» **Exercise requirements**
Using the records below, locate all lines containing "zone" and return them.

[Data excerpts]
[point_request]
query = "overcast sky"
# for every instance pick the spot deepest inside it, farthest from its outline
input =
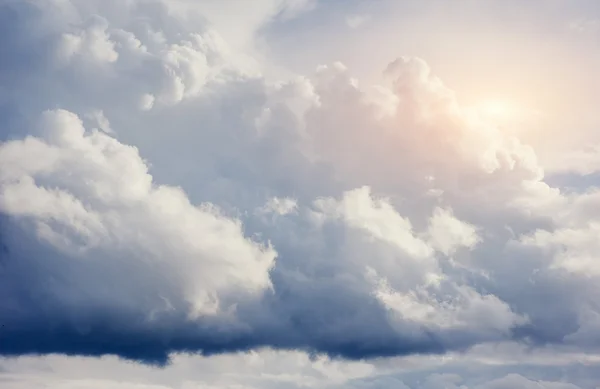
(299, 194)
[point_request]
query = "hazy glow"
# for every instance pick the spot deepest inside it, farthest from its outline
(498, 109)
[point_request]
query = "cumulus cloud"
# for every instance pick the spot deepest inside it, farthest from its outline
(161, 194)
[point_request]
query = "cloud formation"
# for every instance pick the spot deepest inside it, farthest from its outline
(160, 193)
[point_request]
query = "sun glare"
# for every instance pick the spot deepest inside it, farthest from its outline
(497, 109)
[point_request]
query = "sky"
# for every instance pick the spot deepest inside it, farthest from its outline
(360, 194)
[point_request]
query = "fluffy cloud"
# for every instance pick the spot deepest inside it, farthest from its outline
(162, 193)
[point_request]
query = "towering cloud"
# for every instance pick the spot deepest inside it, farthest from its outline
(161, 193)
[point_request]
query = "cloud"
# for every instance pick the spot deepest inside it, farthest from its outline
(161, 193)
(355, 21)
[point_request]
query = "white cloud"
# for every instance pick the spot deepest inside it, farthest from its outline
(355, 21)
(176, 197)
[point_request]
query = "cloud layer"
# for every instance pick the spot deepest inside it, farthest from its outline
(161, 193)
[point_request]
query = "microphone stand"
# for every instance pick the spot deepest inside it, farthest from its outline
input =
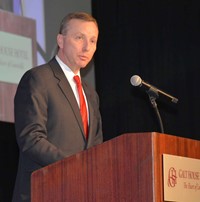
(153, 95)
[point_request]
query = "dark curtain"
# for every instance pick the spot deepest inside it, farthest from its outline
(159, 40)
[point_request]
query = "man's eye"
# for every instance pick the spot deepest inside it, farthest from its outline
(79, 37)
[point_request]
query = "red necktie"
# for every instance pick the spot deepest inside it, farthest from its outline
(83, 108)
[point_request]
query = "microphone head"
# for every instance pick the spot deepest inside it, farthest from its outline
(136, 80)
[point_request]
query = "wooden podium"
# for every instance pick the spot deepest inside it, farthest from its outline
(127, 168)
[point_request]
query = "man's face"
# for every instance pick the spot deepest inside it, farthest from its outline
(77, 47)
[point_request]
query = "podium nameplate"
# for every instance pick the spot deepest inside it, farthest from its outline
(181, 177)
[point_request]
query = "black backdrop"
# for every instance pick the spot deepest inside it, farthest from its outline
(159, 41)
(156, 39)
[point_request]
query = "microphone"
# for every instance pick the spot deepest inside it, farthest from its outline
(137, 81)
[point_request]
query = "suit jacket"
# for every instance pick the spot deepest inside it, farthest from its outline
(48, 122)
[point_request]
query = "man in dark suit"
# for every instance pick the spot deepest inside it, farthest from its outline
(48, 121)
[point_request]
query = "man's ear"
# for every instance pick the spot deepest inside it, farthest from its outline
(60, 40)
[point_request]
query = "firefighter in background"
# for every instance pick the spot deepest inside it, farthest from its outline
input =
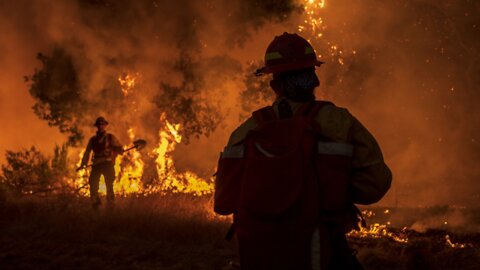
(292, 172)
(105, 148)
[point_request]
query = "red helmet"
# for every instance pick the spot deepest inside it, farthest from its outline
(288, 52)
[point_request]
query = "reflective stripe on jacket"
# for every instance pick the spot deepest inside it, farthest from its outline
(371, 177)
(101, 154)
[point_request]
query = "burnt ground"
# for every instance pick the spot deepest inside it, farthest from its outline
(180, 232)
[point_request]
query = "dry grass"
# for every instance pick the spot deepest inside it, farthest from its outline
(175, 232)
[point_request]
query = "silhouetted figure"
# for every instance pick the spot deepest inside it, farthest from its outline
(292, 172)
(105, 148)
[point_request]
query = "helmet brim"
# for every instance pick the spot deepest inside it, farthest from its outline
(288, 67)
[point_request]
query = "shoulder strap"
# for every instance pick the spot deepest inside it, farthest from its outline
(108, 140)
(263, 115)
(315, 108)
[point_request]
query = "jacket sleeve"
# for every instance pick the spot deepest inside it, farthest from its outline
(86, 154)
(240, 133)
(371, 178)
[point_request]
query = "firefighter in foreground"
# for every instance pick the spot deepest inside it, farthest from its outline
(105, 149)
(291, 173)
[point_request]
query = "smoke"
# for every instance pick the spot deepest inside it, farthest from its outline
(409, 73)
(406, 69)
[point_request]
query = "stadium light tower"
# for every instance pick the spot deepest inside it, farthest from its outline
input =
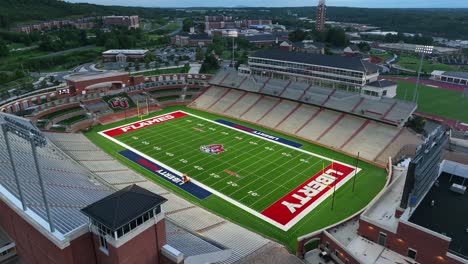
(423, 50)
(27, 132)
(233, 34)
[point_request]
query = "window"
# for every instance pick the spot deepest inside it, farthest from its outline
(412, 253)
(382, 239)
(103, 243)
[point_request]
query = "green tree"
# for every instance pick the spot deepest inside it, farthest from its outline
(4, 50)
(364, 47)
(112, 43)
(200, 54)
(187, 24)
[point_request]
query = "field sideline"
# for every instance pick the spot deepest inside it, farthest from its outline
(258, 195)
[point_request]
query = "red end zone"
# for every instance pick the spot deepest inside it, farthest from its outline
(307, 194)
(142, 124)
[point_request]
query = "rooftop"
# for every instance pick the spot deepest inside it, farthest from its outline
(382, 83)
(87, 76)
(354, 64)
(447, 205)
(123, 206)
(126, 52)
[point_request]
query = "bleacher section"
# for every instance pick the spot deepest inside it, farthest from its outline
(337, 130)
(391, 111)
(259, 109)
(278, 113)
(69, 185)
(241, 241)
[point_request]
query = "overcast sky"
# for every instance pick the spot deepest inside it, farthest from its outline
(276, 3)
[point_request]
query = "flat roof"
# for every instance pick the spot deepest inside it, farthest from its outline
(447, 205)
(125, 52)
(354, 64)
(87, 76)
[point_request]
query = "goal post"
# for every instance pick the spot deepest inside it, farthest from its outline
(142, 107)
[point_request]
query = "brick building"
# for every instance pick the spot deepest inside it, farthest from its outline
(122, 55)
(227, 22)
(183, 40)
(86, 83)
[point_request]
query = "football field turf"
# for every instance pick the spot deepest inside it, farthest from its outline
(259, 172)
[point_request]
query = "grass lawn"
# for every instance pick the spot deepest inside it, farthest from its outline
(266, 170)
(16, 46)
(441, 102)
(412, 63)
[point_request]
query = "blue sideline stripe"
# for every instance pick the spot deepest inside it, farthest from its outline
(166, 174)
(260, 133)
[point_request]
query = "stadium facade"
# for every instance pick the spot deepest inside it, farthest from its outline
(344, 73)
(416, 219)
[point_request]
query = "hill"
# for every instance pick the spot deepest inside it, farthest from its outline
(25, 11)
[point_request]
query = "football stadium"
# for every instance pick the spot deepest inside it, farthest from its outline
(265, 158)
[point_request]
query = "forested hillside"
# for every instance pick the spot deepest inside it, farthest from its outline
(13, 12)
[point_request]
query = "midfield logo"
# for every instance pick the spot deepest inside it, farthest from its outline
(212, 149)
(119, 102)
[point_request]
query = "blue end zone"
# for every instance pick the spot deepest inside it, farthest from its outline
(260, 133)
(166, 174)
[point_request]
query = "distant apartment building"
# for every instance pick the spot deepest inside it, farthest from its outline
(183, 40)
(321, 16)
(227, 22)
(123, 21)
(124, 55)
(82, 23)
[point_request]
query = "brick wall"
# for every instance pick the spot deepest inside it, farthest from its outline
(430, 248)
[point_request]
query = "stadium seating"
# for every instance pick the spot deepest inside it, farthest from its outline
(372, 140)
(391, 111)
(241, 106)
(65, 180)
(318, 125)
(277, 114)
(209, 96)
(242, 242)
(230, 98)
(299, 118)
(259, 109)
(336, 130)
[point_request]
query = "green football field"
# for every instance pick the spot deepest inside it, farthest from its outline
(251, 171)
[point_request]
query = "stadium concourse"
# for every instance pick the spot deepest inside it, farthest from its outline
(337, 119)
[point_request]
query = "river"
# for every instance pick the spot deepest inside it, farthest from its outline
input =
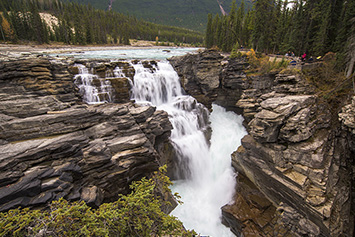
(210, 179)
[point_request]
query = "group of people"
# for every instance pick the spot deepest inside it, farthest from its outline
(290, 54)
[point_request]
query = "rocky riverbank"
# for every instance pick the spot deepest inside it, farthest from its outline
(296, 165)
(53, 145)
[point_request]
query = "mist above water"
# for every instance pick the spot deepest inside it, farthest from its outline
(210, 182)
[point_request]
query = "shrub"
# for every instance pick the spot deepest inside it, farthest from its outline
(136, 214)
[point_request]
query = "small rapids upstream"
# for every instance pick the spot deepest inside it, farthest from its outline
(207, 178)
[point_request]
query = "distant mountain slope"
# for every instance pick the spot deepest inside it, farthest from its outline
(191, 14)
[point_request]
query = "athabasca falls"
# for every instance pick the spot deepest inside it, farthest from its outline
(207, 178)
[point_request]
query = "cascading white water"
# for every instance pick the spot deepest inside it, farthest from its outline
(94, 90)
(211, 180)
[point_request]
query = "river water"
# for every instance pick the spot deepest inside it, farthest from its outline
(210, 181)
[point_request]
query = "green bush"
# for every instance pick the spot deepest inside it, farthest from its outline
(136, 214)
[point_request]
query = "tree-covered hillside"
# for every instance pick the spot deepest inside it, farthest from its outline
(81, 24)
(273, 26)
(189, 14)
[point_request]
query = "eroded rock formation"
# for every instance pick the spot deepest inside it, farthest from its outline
(52, 145)
(296, 155)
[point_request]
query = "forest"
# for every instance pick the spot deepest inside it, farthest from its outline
(276, 26)
(21, 20)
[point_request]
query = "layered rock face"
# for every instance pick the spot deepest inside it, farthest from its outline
(209, 77)
(52, 145)
(296, 164)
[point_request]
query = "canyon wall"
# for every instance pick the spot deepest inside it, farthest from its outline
(296, 165)
(53, 145)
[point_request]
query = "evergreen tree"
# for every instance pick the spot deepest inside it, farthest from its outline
(209, 32)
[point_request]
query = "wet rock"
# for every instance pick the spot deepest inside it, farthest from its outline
(52, 145)
(92, 196)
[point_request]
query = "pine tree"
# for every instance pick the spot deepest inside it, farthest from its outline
(209, 32)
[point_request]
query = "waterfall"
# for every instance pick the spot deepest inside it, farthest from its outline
(210, 179)
(93, 89)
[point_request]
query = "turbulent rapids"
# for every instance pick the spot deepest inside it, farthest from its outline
(206, 178)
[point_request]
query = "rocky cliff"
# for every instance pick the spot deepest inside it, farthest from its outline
(53, 145)
(296, 165)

» **Answer box**
query = "red end zone"
query = "blue end zone"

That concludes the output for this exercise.